#### EXCERPT TO READ:
The Swimmers
- Author: Julie Otsuka
- Genre: Literary fiction
- Publisher: Knopf
- Publication date: February 22, 2022
- Pages: 192
- ISBN: 978-0593321331
- Preceded by: The Buddha in the Attic

= The Swimmers (novel) =

2022 novel by Julie Otsuka

The Swimmers is a 2022 novel by American author Julie Otsuka, published by Knopf. Otsuka's third novel, it was written and finished during the onset of the COVID-19 pandemic. It won the Carnegie Medal for Excellence in Fiction in 2023.

According to Otsuka in a 2022 interview, the book is highly personal to her, noting that the events of the story closely parallel her own experiences such as her mother's diagnosis with Pick's Disease and her fascination for swimming. Otsuka says, "the seed of the novel was really just my own life."

== Synopsis ==
Written in a combination of first-person plural and second-person, the book follows Alice, an old swimmer with dementia whose troubles with memory involve her past experiences in a Japanese internment camps in the United States during World War II, as well as her daughter's attempts to care for her and reach her in her decline.

#### TO DO:
1. From the details list at the top of the article on The Swimmers, give every field label in order.
2. Rewrite the part of the article that opens with the words containing "According to Otsuka" and closes with "in her decline.", swapping "World War II" for "the Second World War".
3. According to the article, which prize did The Swimmers win in 2023?
Rely on the article alone for what comes next.

#### STORED DATA:
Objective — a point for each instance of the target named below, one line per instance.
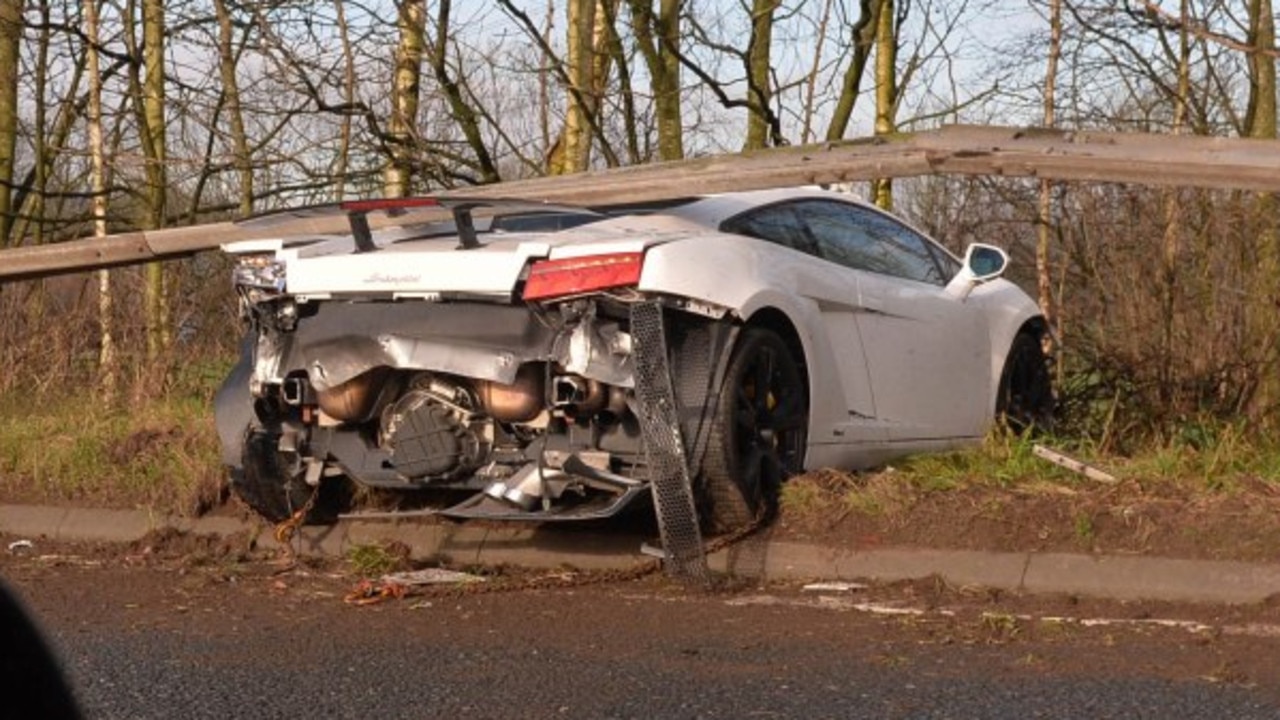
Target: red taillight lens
(571, 276)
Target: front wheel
(1025, 396)
(758, 433)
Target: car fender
(745, 277)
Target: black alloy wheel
(759, 432)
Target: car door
(927, 351)
(833, 291)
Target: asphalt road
(142, 636)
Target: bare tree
(402, 124)
(758, 65)
(108, 365)
(10, 35)
(886, 89)
(658, 40)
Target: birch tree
(232, 106)
(886, 90)
(108, 370)
(658, 40)
(758, 69)
(10, 36)
(402, 124)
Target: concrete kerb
(1110, 577)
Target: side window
(867, 240)
(776, 223)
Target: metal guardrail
(964, 150)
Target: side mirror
(982, 263)
(986, 261)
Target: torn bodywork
(529, 406)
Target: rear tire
(273, 490)
(758, 434)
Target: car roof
(711, 210)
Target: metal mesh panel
(659, 427)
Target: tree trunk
(1045, 224)
(108, 373)
(886, 91)
(1261, 113)
(348, 98)
(155, 150)
(576, 139)
(40, 140)
(231, 91)
(864, 39)
(460, 109)
(10, 35)
(759, 83)
(658, 40)
(405, 98)
(1261, 123)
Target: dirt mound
(1166, 519)
(193, 548)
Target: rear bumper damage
(533, 410)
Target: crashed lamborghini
(549, 363)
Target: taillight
(572, 276)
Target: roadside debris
(396, 586)
(1073, 464)
(430, 577)
(835, 587)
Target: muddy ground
(1159, 519)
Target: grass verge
(159, 454)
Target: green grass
(158, 454)
(375, 560)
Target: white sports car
(557, 361)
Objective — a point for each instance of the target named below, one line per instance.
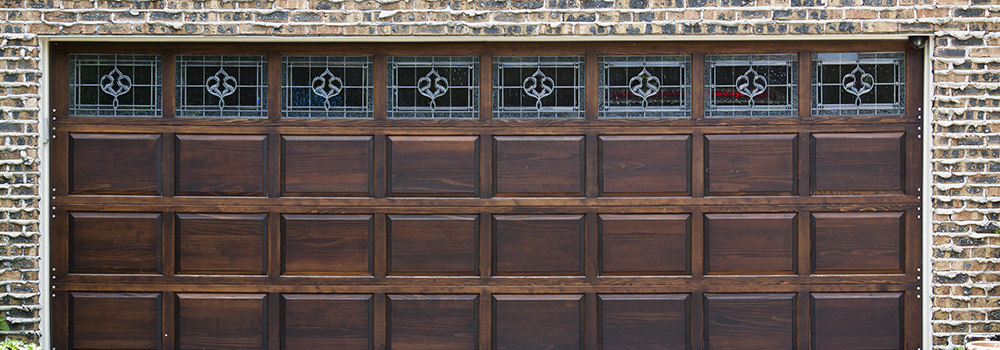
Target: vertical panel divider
(590, 321)
(170, 315)
(273, 321)
(380, 158)
(590, 166)
(590, 86)
(698, 85)
(590, 247)
(697, 311)
(168, 155)
(697, 244)
(485, 86)
(485, 246)
(803, 315)
(274, 253)
(804, 177)
(381, 246)
(169, 244)
(698, 170)
(381, 319)
(804, 242)
(485, 320)
(273, 86)
(379, 86)
(805, 84)
(168, 91)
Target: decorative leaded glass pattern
(644, 86)
(538, 87)
(222, 86)
(114, 85)
(433, 87)
(858, 83)
(326, 87)
(751, 85)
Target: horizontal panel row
(441, 245)
(519, 166)
(516, 321)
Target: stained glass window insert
(751, 85)
(222, 86)
(538, 87)
(858, 83)
(114, 85)
(433, 87)
(644, 86)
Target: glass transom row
(431, 87)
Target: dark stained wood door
(794, 232)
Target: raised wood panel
(221, 243)
(115, 242)
(433, 244)
(751, 164)
(538, 244)
(858, 242)
(327, 165)
(857, 163)
(115, 320)
(315, 244)
(751, 243)
(117, 164)
(327, 321)
(538, 165)
(434, 165)
(643, 321)
(433, 322)
(647, 244)
(537, 322)
(645, 165)
(221, 321)
(750, 321)
(857, 321)
(229, 165)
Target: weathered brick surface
(965, 115)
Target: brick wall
(966, 97)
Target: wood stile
(583, 233)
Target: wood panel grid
(488, 233)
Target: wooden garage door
(486, 196)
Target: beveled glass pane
(858, 83)
(751, 85)
(644, 86)
(433, 87)
(221, 86)
(114, 85)
(538, 87)
(326, 87)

#### EXERCISE RESPONSES:
1. Author, Genre, Publisher, Publication date, Pages, ISBN, Preceded by

2.
According to Otsuka in a 2022 interview, the book is highly personal to her, noting that the events of the story closely parallel her own experiences such as her mother's diagnosis with Pick's Disease and her fascination for swimming. Otsuka says, "the seed of the novel was really just my own life."

== Synopsis ==
Written in a combination of first-person plural and second-person, the book follows Alice, an old swimmer with dementia whose troubles with memory involve her past experiences in a Japanese internment camps in the United States during the Second World War, as well as her daughter's attempts to care for her and reach her in her decline.

3. The Carnegie Medal for Excellence in Fiction